**ESTRATTO DEL DOCUMENTO**

CXCIX. — A Giacomo Leschassier.[2]
Siccome la sua sollecitudine per me proviene da squisitissima cortesia, così l’ho pure in conto di vero benefizio. E acciocchè V.S. conosca affatto le mie condizioni, desidero ch’Ella sappia, esser tali i costumi del nostro paese, che coloro che si trovano nel grado dov’io ora mi trovo, non possono perder la grazia di chi governa senza perdere ancora la vita. Da tal sorte nessuno potrebbe andar esente; ed io sempre opero come si conviene a buono e fedel suddito, e del rimanente lascio la cura a Dio. Ma frattanto mi maraviglio com’abbia potuto spargersi la falsa voce di cui mi parla,[3] e che si vogliano coloro i quali divulgano queste e simili fiabe.
- ↑ Non sembrandoci felice questo modo di esprimersi, ne daremo la spiegazione: Pare che a Dio si pensi meno che ad ogni altra cosa.
- ↑ Edita in latino, tra le Opere ec., pag. 99. Manca della data, ma per esservi ripetute le parole stesse della precedente: “Morì ieri Giovanni Marsilio„ (pag. 282), abbiamo con sicurezza potuto riferirla a quel giorno medesimo.

**RICHIESTA**
Rispondi a queste domande sull'estratto:
1. Che cosa non possono perdere, senza perdere anche la vita, coloro che si trovano nel grado dello scrivente?
2. A chi lascia lo scrivente la cura del rimanente?
3. Secondo l'ultima nota, in quale lingua è stata edita la lettera?
Rispondi basandoti unicamente sull'estratto.

**DATI FORNITI**
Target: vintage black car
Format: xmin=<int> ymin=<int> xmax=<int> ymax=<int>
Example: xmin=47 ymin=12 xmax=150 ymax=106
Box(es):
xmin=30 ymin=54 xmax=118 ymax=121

**SOLUZIONE**
1. La grazia di chi governa.
2. A Dio.
3. In latino.